Pharmaceutical Chemistry: Towards Full-Cycle Production round table discussion was held as part of the business program at ChemTech Ural 2026. Alexander Petrov, Chairman of the Board of Directors of Medsintez Plant LLC, was the keynote speaker at the event.
In his speech, the expert shared the company's experience in developing the original Russian drug TRIAZAVIRIN® and discussed in details current challenges faced by domestic pharmaceutical manufacturers. He also thanked his partners and colleagues for their collaborative efforts, noting that this cooperation has successfully created the «country's antiviral shield» in the event of pandemics.
The report focused primarily on the shortage of pharmacopeial-grade (pharm grade) raw materials. Alexander Petrov outlined the plant's key technological platforms – biotechnology, organic synthesis, and solid-phase peptide synthesis – highlighting specific challenges for each of them.
He emphasized that biotechnology requires high-purity raw materials, including salts, trace elements, and solvents, whereas existing Russian offers are often only of technical grade. Peptide synthesis requires tonnage volumes of high-purity solvents, such as dimethylformamide, methyl tert-butyl ether, and trifluoroacetic acid, as well as sorbents for chromatographic purification. For finished dosage forms, there is an urgent demand for excipients of the highest purity – phenol, metacresol, and benzyl alcohol – which must also comply with «pharm grade» standards.
According to the speaker, a particular challenge is the impossibility of quickly changing a supplier due to the manufacturer's pharmacopoeial monographs (MPM). Any modification requires approval from the Ministry of Health, which involves significant expenditures of both time and financial resources.

Items from a data collection
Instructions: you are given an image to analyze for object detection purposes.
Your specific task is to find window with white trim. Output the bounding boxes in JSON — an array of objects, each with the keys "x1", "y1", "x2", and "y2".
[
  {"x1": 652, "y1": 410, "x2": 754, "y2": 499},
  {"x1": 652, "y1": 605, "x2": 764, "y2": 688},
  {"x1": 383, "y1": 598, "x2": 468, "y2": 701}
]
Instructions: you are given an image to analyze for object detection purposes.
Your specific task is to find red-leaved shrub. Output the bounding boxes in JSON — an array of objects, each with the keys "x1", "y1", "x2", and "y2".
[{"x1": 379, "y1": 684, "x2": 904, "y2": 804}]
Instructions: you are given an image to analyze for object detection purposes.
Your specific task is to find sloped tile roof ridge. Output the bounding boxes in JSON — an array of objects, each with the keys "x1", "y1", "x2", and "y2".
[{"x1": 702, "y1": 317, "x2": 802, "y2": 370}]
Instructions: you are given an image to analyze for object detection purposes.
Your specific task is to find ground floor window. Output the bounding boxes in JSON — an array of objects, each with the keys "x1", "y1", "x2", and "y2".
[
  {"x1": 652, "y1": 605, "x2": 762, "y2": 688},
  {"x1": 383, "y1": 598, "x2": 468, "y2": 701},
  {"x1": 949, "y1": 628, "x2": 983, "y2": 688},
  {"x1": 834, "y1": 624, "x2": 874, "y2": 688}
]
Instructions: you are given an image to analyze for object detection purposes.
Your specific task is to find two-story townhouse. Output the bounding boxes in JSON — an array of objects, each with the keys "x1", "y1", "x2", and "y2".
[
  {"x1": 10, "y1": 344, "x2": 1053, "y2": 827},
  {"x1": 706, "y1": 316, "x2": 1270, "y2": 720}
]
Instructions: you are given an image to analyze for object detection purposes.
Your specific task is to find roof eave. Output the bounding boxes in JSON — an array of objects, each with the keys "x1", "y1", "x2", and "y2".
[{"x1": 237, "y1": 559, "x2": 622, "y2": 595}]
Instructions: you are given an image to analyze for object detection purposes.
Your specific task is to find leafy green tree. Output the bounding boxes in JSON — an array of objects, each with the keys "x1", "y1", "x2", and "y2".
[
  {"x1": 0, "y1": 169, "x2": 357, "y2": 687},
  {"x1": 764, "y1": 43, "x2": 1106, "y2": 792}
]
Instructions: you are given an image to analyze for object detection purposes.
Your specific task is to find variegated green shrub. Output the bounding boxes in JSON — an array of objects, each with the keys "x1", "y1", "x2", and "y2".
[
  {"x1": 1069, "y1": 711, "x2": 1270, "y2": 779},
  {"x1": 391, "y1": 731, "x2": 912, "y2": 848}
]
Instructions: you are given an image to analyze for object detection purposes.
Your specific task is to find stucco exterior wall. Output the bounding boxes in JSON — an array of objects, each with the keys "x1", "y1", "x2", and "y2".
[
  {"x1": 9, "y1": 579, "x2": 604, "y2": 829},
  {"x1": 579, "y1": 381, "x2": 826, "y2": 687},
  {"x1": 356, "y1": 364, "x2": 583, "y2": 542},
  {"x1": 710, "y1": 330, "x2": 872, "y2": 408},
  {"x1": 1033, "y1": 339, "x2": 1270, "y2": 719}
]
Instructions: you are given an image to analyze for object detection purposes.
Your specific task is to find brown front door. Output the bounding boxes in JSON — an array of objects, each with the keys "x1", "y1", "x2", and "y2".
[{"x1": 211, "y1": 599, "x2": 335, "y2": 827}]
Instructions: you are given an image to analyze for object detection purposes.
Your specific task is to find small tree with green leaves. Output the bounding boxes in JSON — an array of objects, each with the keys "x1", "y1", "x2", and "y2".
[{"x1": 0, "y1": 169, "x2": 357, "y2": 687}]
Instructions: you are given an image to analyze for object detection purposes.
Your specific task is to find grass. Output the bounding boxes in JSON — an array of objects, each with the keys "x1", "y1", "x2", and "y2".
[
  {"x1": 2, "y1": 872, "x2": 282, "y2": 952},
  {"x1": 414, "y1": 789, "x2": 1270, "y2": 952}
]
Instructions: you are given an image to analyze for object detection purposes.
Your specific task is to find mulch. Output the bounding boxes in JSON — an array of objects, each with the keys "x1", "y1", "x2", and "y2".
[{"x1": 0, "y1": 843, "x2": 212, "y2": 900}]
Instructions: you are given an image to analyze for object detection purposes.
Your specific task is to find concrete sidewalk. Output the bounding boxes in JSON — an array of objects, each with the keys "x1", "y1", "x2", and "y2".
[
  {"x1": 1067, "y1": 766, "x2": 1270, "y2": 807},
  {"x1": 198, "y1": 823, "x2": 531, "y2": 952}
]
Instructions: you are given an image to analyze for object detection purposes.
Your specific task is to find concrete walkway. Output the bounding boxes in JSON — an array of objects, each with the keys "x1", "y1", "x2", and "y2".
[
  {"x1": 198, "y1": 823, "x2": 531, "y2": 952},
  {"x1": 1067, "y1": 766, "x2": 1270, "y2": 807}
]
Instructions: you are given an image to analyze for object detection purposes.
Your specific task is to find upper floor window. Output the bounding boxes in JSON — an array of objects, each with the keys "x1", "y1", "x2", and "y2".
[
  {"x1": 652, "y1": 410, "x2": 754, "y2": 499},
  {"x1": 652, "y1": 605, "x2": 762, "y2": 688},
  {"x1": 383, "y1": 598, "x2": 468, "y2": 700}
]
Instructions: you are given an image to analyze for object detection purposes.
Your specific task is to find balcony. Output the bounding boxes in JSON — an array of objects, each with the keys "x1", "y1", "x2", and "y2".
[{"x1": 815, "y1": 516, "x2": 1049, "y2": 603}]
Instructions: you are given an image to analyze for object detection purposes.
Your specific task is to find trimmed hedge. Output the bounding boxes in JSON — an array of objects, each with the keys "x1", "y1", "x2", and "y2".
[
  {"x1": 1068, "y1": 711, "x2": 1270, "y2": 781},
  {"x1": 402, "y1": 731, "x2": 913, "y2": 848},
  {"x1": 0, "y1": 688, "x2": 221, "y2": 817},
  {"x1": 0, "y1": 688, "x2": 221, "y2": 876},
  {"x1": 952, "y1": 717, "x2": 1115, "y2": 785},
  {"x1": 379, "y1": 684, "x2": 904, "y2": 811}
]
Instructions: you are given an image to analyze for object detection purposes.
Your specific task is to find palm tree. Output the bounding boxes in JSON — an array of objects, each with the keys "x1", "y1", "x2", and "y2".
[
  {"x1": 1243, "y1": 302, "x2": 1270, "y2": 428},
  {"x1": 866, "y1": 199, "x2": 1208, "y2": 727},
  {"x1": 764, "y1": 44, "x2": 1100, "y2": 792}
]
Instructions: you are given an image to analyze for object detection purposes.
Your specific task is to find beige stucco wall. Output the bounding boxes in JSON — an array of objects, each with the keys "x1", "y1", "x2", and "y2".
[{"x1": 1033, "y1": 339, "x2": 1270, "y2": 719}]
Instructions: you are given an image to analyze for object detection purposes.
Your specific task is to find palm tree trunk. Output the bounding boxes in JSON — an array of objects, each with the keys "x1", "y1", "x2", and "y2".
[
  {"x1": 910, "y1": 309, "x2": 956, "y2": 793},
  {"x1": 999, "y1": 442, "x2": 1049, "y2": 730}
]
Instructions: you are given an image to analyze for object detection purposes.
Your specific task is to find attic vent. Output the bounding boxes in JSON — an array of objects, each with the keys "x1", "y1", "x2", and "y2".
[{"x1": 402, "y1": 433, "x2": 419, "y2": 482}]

- _TASK 1_: According to the round table report, which three technological platforms of the plant did Alexander Petrov outline?
- _TASK 2_: Write the next part of the round table report, picking up after its last sentence.
The items aren't needed for anything here.

- _EXERCISE ANSWER 1_: Biotechnology, organic synthesis, and solid-phase peptide synthesis.

- _EXERCISE ANSWER 2_:
Alexander Petrov emphasized that the key conditions for the sustainable development of the chemical industry are confidence in the reliability of raw material suppliers (a new supplier must not close down after three years), supply stability over a horizon of at least 10 years, production economics, and affordable raw material prices compared to suppliers from India and China. At the same time, he noted that the cost of Russian products is currently higher than foreign analogues due to insufficient production volumes. Nevertheless, the plant has already been working on entering the international markets of Pakistan, Indonesia, and South Africa.
At the end of his speech, the Chairman of the Board of Directors of Medsintez Plant expressed his hope for the launch of new production capacities for high-quality pharmaceutical chemicals, including within the framework of state-run projects, and urged colleagues to use Russian products more actively.
«With our developers, manufacturers, associations, and scientists, I am confident that Russian pharmaceuticals definitely have a future. They will be in demand all over the world,» concluded Alexander Petrov.